Ejercicio propuesto 1 | Copia el fragmento sobre la cruz desde "El escenario de" hasta "una pequeña turba.", pero cambia "turba" por "multitud".
Ejercicio propuesto 2 | Enumera todos los nombres con los que el fragmento sobre la cruz se refiere a Jesús.

Fragmento del texto |
────────
15 de octubre de 2007

Entre la cruz y la horca

por Ricardo Gondim

Durante tres años elegí el evangelio de Lucas como la base para mis predicaciones dominicales. Cuando finalmente llegué al relato del Gólgota, por algún motivo me sentí constreñido; me consideraba indigno de pisar, por medio de la narración, aquel suelo sagrado.

El escenario de la cruz, aún con toda la carga teológica ya construida a su alrededor (e incluso con la explotación hollywoodense), todavía es uno de los más potentes de la historia de la humanidad.

Jesús, también llamado Hijo del Hombre, fue asesinado sin ningún motivo por una inclemente elite religiosa que supo negociar con poderes imperiales y logró inflamar una pequeña turba.

Él no representaba una amenaza para nadie (descontando su vocación para que las personas viviesen con valores dignos y bellos, que él afirmaba era la llegada del Reino de Dios).

Luego de pasar por una tortura cruel, Jesús fue crucificado al mediodía. Lucas cuenta que “hubo tinieblas” desde aquella hora hasta las tres de la tarde. La súbita oscuridad significaba mucho más que un coincidente o providencial fenómeno de la naturaleza.

Era la “señal del cielo” que los fariseos tanto pedían. Pero, al contrario de lo que imaginaban, la manifestación sobrenatural no autenticaba cosa alguna.

Dios tan solamente se rehusaba a hacer brillar su luz sobre tamaña sordidez. Era la señal para que las generaciones futuras aprendieran que el Padre del Unigénito de Dios no pactaría con la perversidad.
────────
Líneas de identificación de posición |
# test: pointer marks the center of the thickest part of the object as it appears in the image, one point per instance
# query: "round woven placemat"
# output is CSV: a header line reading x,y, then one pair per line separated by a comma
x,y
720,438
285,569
────────
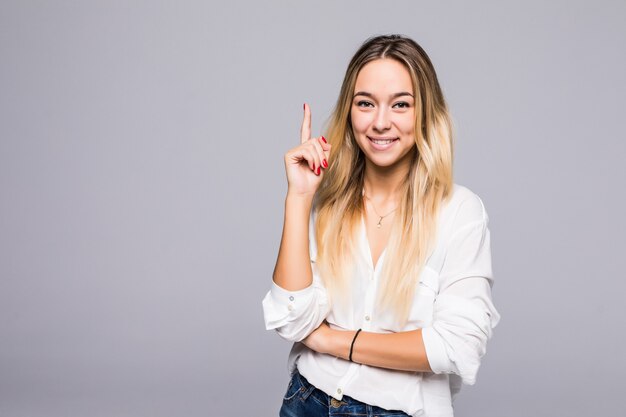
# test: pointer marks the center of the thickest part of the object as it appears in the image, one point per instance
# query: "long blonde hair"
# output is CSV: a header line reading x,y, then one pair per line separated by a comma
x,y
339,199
────────
Respuesta 1 |
El escenario de la cruz, aún con toda la carga teológica ya construida a su alrededor (e incluso con la explotación hollywoodense), todavía es uno de los más potentes de la historia de la humanidad.

Jesús, también llamado Hijo del Hombre, fue asesinado sin ningún motivo por una inclemente elite religiosa que supo negociar con poderes imperiales y logró inflamar una pequeña multitud.

Respuesta 2 | Jesús, Hijo del Hombre, Unigénito de Dios